EXERCISE DIRECTIONS:
The response should consist solely of the lines running from the line with "<point>312,107</point>" to the end of the data, retyped exactly.

BEGIN

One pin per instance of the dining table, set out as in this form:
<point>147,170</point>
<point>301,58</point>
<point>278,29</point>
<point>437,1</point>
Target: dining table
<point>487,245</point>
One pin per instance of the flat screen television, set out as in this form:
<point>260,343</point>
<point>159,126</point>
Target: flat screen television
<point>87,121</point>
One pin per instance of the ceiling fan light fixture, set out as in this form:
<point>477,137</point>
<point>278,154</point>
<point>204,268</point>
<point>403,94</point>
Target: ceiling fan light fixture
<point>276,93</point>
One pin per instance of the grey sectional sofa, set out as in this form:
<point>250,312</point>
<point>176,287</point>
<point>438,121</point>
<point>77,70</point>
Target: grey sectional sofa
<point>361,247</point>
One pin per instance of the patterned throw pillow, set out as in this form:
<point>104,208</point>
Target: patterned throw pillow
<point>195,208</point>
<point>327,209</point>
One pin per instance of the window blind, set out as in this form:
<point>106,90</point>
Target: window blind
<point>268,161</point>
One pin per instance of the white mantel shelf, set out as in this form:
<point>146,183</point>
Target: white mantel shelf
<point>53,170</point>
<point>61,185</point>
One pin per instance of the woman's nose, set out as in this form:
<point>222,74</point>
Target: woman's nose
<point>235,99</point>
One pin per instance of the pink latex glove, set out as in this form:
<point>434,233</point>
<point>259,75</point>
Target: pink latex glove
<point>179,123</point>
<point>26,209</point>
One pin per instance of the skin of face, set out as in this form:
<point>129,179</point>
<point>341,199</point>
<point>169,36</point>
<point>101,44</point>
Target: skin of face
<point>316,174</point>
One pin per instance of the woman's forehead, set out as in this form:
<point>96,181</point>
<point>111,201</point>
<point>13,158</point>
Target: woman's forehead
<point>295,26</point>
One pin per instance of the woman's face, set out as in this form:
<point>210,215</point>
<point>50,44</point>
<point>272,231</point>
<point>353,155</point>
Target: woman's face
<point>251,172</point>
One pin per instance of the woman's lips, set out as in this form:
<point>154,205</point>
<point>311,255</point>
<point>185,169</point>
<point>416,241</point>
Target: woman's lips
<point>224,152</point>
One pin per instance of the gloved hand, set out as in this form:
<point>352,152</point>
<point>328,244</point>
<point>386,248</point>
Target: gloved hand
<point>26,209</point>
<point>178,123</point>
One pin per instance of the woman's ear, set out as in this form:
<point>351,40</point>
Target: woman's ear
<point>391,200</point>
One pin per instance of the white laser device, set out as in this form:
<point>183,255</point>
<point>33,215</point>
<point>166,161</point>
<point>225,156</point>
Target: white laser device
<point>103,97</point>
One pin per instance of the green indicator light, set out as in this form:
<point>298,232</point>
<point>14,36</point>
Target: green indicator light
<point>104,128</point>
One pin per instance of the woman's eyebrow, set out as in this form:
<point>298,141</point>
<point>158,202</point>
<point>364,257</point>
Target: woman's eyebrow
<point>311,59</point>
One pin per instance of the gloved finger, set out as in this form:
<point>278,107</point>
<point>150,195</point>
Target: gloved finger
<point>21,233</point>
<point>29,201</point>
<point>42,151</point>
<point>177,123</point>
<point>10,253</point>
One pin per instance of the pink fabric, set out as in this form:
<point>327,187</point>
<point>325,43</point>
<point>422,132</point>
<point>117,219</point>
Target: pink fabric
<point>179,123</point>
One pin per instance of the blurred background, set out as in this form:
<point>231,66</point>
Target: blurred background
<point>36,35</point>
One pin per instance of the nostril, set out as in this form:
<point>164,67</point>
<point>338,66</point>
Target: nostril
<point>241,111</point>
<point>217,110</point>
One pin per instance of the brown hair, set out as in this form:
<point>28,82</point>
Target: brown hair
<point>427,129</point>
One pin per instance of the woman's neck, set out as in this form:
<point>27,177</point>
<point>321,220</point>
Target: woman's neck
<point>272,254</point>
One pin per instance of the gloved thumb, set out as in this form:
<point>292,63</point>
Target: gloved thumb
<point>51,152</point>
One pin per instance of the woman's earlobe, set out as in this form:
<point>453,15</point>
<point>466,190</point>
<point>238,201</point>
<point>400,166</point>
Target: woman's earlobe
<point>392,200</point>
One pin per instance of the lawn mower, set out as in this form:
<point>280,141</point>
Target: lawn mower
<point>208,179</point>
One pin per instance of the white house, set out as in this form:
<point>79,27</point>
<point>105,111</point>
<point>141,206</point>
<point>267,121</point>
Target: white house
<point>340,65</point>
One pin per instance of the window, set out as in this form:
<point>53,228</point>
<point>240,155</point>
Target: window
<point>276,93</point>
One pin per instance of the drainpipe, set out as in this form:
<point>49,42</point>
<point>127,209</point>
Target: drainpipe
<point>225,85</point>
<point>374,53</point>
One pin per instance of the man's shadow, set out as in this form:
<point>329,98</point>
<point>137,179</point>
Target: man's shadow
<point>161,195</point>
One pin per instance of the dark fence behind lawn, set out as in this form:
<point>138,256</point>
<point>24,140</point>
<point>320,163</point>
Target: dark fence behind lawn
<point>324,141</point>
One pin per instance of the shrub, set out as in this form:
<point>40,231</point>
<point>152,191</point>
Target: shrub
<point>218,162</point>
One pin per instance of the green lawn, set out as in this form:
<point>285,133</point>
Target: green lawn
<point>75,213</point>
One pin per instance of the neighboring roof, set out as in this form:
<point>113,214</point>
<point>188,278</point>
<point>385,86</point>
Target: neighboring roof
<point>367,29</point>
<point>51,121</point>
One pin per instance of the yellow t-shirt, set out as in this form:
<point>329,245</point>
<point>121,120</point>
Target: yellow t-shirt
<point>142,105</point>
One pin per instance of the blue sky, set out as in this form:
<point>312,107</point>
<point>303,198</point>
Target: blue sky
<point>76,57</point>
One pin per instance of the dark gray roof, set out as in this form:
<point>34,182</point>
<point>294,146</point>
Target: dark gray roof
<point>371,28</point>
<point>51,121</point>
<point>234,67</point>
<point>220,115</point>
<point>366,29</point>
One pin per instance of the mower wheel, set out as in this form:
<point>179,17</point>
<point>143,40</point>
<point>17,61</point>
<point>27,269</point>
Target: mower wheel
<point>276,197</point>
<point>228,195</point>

END

ANSWER TO THE PROBLEM:
<point>312,107</point>
<point>303,198</point>
Target: blue sky
<point>76,57</point>
One pin per instance of the dark gray roof, set out as in this form:
<point>34,182</point>
<point>294,146</point>
Target: dark gray roof
<point>371,28</point>
<point>51,121</point>
<point>234,67</point>
<point>220,115</point>
<point>366,29</point>
One pin per instance of the mower wheel, set out as in this form:
<point>179,17</point>
<point>143,40</point>
<point>17,61</point>
<point>27,269</point>
Target: mower wheel
<point>276,197</point>
<point>228,195</point>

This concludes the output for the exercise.